* Reading passage
-- -- --

The next day was to be easy, with a 1 hour flight to Split in Croatia leaving at the civilized time of 11:25 am. We gave ourselves plenty of time, leaving the hotel at 8:20 to allow for the possible traffic snarls we made excellent time and found the Vueling Air counter to check in. Much to our horror, we had not booked ANY luggage. I say “We” but in reality it was down to Christine but we don’t need to dwell on that point. Being a low cost airline, luggage is not included. To book in luggage at checkin was going to cost us $A60 each. The nice girl at the counter suggested that we go away and purchase luggage check-in online, where it would only cost us $A20 a head. We sat while Christine played with the phone then presented again. “I can’t find any record of your payment,” said the girl. We retired for a second go. Christine’s creds were taking a beating at this stage. On third presentation, our luggage was checked in and it was off to find a boarding gate.
We wandered the corridors, bought some duty free booze, made several wrong turns before finally finding gate E01 and getting on a bus to the plane. The flight was crazy short, up and over the calf of Italy and across the narrow Adriatic Sea to land in Split. Immigration was efficient and the luggage was quickly retrieved. Not so for everyone. A long line of people waiting at a small window was half the passengers on an Easyjet flight whose luggage had gone somewhere other than Split. A great start to their holiday.
Once again, we located the Airport Shuttle Bus rank for the 20km trip into Split. A very comfortable bus arrived and we all bundled in. It rattled along the coast road for about 8km before coming to an almost complete halt in the heaviest traffic I have ever seen in Croatia. We crawled along for nearly another hour, travelling at less than walking pace. The drop off point was a little over a kilometre from our accommodation so we loaded the backpacks and dragged the wheelie bags across the flagstones in front of the ancient Roman place. Everywhere there where people relaxing and drinking, while we were tired, footsore and ready for a break. The apartment proved a little tricky to find, tucked in amongst a cluster of old stone structures at the end of a series of narrow laneways but we finally met Damir and were settled in to our AirBnB apartment.
The apartment was functional, neat and clean. The big appeal was location, location with a bit more location thrown in. It was a short step around the corner to an endless variety of eateries and a little supermarket. Diocletian’s Palace was only a few hundred metres away and the World Famous esplanade in front of the palace was within easy reach. We did to eateries in the one afternoon, with beer and local tapas at one followed beer wine and pizza at another. It was a marvellous end to a crazy day where we spent most of a day working hard for a little over an hour’s flight time. Still, we had arrived in Croatia safely and without major incident.

-- -- --

* Directive 1
In the travel account, at which boarding gate did the travelers finally board for the flight to Split?

* Record list
-- -- --

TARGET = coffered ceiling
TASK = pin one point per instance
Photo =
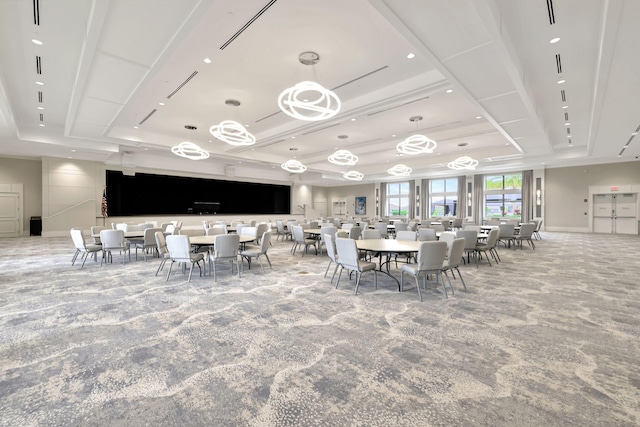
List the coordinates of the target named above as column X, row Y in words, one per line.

-- -- --

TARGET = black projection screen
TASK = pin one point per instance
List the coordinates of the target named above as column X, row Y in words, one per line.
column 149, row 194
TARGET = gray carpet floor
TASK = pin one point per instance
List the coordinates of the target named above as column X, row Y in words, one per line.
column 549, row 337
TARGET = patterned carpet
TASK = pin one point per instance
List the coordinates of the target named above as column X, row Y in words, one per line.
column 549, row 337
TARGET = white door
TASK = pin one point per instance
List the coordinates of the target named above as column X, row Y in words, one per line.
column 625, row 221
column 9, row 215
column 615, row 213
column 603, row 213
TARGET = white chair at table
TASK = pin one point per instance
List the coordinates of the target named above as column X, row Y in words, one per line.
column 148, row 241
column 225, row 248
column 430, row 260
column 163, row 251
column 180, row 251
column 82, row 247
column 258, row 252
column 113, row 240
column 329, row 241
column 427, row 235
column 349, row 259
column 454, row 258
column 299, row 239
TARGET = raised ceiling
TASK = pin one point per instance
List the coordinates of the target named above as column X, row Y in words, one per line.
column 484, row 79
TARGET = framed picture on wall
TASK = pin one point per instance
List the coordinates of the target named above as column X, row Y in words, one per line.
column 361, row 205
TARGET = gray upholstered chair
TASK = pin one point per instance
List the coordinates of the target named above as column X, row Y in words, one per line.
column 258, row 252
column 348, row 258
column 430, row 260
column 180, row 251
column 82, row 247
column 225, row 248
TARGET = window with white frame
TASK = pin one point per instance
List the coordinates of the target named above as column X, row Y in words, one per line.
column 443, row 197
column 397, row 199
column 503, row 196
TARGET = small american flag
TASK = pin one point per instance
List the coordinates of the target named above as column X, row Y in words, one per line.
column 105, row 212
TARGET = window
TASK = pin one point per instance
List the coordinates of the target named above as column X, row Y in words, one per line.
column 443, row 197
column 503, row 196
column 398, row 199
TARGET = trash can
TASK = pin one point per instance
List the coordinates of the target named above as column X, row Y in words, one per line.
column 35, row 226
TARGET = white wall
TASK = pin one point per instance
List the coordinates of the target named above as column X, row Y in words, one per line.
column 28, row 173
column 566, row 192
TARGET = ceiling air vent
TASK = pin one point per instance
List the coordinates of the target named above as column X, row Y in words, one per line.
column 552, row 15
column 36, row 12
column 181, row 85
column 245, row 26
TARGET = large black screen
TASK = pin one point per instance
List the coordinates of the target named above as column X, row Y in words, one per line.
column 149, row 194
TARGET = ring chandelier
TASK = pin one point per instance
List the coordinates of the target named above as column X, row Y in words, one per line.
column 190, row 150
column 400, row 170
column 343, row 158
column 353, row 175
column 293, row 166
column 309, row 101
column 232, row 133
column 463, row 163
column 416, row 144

-- -- --

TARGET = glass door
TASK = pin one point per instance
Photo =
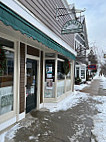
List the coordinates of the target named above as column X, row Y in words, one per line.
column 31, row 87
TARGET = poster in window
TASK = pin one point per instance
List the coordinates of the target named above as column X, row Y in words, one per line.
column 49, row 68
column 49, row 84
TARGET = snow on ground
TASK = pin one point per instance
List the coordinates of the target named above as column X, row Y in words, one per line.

-- -- --

* Directive 2
Render the lines of the records as a JSON list of strings, one string per line and no blank lines, starting at the line containing "TARGET = gray carpet floor" and ending at the line containing "column 361, row 205".

* Exercise response 1
Gate E01.

* Exercise response 2
[
  "TARGET = gray carpet floor",
  "TASK = pin one point per instance",
  "List the coordinates of the target named above as column X, row Y in words, one per line.",
  "column 549, row 337",
  "TARGET = patterned carpet",
  "TASK = pin one point per instance",
  "List the coordinates of the target named above as column X, row Y in words, one per line.",
  "column 549, row 337",
  "TARGET = white door",
  "TASK = pin one point per instance",
  "List the coordinates of the target named above as column X, row Y in words, one per line.",
  "column 625, row 221",
  "column 9, row 215",
  "column 615, row 213",
  "column 603, row 213",
  "TARGET = white chair at table",
  "TASK = pin one point per instance",
  "List the coordinates of the target named above as column X, row Y in words, one per line.",
  "column 148, row 241",
  "column 225, row 248",
  "column 430, row 260",
  "column 163, row 251",
  "column 180, row 251",
  "column 82, row 247",
  "column 258, row 252",
  "column 113, row 240",
  "column 329, row 241",
  "column 427, row 235",
  "column 349, row 259",
  "column 454, row 258",
  "column 299, row 239",
  "TARGET = raised ceiling",
  "TASK = pin one point per instance",
  "List the coordinates of the target named above as column X, row Y in words, one per line.",
  "column 484, row 79",
  "TARGET = framed picture on wall",
  "TASK = pin one point per instance",
  "List the coordinates of the target named above as column X, row Y in words, one per line.",
  "column 361, row 205"
]